**Excerpt**:
......

It has never been a part of copyright to include the right to be influenced by the copyright work. Period. It's been the diametric opposite. Copyright as always existed, and been justified, as a way to get good, new works out into the public, so that later works can be influenced by them. The fact that one work was influenced by another has never, by itself, been a reason to consider it infringement. Not until 2022, when AIs actually got good at it.

When you argue for AI training as copyright infringement, you're saying that "the fact that your work was influenced by previous works, means you owe license fees". This is wholly without precedent[1], and was widely rejected until the moment some activists realized it could be a legal tool against Bad People. It's a Pandora's Box no one really wants (except perhaps very large media companies who will be able to secure general "learning licenses" for mass libraries of works). That was the the point emphasized in my original comment: If Anthropic is infringing because they base new works on old ones, so are you. You too owe licensing fees for every work you observed that fed into how you create. If that feels like an expansion of what copyright is supposed to cover ... that's the point.

......

**Data under study**:
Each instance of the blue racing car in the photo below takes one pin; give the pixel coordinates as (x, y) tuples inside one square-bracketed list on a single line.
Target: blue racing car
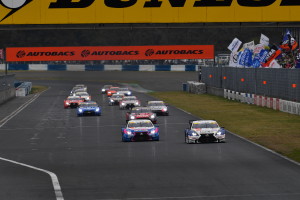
[(140, 130), (88, 108)]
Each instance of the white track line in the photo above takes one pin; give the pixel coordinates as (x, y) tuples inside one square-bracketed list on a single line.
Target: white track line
[(213, 196), (22, 107), (56, 186), (265, 148), (55, 183)]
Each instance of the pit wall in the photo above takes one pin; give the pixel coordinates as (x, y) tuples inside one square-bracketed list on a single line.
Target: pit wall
[(67, 67)]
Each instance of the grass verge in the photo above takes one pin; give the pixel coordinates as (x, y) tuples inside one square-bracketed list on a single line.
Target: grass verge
[(273, 129), (37, 89)]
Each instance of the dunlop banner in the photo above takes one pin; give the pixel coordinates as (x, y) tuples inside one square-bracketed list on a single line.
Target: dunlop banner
[(110, 53), (146, 11)]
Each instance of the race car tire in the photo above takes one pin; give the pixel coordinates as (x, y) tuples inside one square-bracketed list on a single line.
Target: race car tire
[(187, 140)]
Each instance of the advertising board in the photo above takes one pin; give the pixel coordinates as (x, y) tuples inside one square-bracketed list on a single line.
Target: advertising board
[(110, 53), (147, 11)]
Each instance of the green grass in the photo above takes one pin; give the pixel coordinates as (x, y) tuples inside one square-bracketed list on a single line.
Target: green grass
[(273, 129), (37, 89)]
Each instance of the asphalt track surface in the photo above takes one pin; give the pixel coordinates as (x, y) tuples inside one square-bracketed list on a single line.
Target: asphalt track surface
[(91, 162)]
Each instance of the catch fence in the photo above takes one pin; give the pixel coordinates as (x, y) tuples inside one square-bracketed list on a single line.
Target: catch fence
[(277, 83), (7, 82)]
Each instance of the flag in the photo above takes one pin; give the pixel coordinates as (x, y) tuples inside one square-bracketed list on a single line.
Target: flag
[(264, 40), (258, 48), (260, 58), (288, 42), (233, 62), (273, 53), (249, 45), (246, 58), (1, 54), (274, 64), (298, 59), (235, 45)]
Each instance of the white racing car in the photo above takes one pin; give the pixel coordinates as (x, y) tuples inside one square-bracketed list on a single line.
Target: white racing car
[(115, 99), (204, 131), (129, 102), (158, 107)]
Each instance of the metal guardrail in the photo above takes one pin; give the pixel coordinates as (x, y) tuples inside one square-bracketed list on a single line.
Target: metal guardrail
[(24, 89), (7, 82), (276, 83)]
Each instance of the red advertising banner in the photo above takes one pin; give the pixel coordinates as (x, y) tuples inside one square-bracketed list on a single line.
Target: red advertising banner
[(170, 52)]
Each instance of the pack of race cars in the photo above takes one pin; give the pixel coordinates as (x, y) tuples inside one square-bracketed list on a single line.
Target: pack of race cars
[(140, 119)]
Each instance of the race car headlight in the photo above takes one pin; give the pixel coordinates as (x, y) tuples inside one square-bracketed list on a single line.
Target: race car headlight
[(194, 134), (128, 132)]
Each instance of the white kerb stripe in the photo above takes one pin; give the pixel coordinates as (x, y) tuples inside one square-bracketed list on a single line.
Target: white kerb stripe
[(178, 68), (55, 183)]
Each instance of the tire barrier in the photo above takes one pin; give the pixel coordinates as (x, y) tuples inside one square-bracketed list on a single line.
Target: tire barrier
[(24, 89)]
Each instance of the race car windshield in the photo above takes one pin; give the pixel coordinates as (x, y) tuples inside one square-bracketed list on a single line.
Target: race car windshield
[(205, 125), (139, 124), (117, 96), (88, 105), (82, 94), (156, 104), (141, 110), (74, 98), (123, 89), (130, 98)]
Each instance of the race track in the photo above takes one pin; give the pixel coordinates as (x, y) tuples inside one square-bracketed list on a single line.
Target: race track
[(91, 162)]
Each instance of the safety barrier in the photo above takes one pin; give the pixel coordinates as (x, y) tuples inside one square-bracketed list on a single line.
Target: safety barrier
[(67, 67), (24, 89), (263, 101)]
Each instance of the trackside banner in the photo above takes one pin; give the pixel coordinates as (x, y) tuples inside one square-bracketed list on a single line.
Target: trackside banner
[(146, 11), (110, 53)]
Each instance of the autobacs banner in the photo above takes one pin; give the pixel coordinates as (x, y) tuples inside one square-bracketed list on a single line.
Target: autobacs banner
[(146, 11), (110, 53)]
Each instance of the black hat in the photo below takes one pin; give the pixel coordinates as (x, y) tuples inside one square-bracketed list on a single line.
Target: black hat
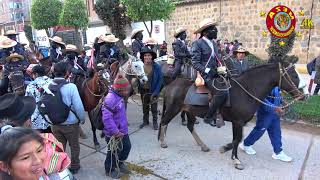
[(145, 50), (16, 108), (39, 70)]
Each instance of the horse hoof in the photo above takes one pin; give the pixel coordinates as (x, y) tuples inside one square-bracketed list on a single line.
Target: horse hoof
[(222, 149), (97, 146), (164, 145), (239, 166), (205, 149)]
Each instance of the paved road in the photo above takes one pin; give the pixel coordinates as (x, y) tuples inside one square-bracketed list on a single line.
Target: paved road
[(184, 160)]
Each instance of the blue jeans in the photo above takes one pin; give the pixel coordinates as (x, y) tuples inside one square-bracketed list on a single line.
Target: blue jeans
[(110, 162), (271, 123)]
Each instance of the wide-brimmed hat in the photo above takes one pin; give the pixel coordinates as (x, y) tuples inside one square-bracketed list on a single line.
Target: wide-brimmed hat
[(16, 108), (14, 57), (7, 43), (110, 38), (57, 39), (135, 31), (71, 48), (205, 24), (11, 32), (151, 41), (240, 49), (145, 50), (178, 31)]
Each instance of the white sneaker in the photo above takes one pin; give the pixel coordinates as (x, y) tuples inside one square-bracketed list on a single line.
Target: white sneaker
[(247, 149), (282, 157)]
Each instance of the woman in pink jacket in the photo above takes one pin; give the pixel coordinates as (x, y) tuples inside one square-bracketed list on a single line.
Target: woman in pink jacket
[(116, 127)]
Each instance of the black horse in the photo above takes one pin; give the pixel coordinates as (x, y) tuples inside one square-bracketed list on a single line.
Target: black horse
[(246, 92)]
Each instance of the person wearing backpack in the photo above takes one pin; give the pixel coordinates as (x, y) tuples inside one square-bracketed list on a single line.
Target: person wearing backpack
[(35, 90), (68, 131), (116, 127)]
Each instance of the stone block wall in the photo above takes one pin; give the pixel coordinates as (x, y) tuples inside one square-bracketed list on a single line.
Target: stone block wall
[(240, 19)]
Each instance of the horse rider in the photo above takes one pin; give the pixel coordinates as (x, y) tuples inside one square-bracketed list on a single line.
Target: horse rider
[(11, 34), (57, 47), (137, 43), (111, 52), (150, 90), (206, 61), (12, 62), (75, 63), (180, 50), (240, 63)]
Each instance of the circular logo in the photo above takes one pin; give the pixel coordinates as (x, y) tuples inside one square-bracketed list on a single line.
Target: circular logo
[(281, 21)]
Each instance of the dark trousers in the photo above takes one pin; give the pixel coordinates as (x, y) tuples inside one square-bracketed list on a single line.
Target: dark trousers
[(110, 162), (70, 134), (145, 98), (316, 90), (177, 68), (270, 123)]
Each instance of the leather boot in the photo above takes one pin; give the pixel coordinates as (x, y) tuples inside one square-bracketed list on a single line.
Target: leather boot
[(211, 118), (155, 122), (145, 121)]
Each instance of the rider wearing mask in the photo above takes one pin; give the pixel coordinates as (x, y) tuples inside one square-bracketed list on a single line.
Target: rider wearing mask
[(180, 49), (12, 61), (56, 49), (75, 63), (111, 52), (206, 61), (137, 43)]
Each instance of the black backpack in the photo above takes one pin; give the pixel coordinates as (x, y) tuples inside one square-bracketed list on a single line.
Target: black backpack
[(52, 108), (311, 66)]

......

**Work task**: Copy out the comment on copyright and AI training word for word, in full. None of the lines above are needed here.

**Result**:
It has never been a part of copyright to include the right to be influenced by the copyright work. Period. It's been the diametric opposite. Copyright as always existed, and been justified, as a way to get good, new works out into the public, so that later works can be influenced by them. The fact that one work was influenced by another has never, by itself, been a reason to consider it infringement. Not until 2022, when AIs actually got good at it.

When you argue for AI training as copyright infringement, you're saying that "the fact that your work was influenced by previous works, means you owe license fees". This is wholly without precedent[1], and was widely rejected until the moment some activists realized it could be a legal tool against Bad People. It's a Pandora's Box no one really wants (except perhaps very large media companies who will be able to secure general "learning licenses" for mass libraries of works). That was the the point emphasized in my original comment: If Anthropic is infringing because they base new works on old ones, so are you. You too owe licensing fees for every work you observed that fed into how you create. If that feels like an expansion of what copyright is supposed to cover ... that's the point.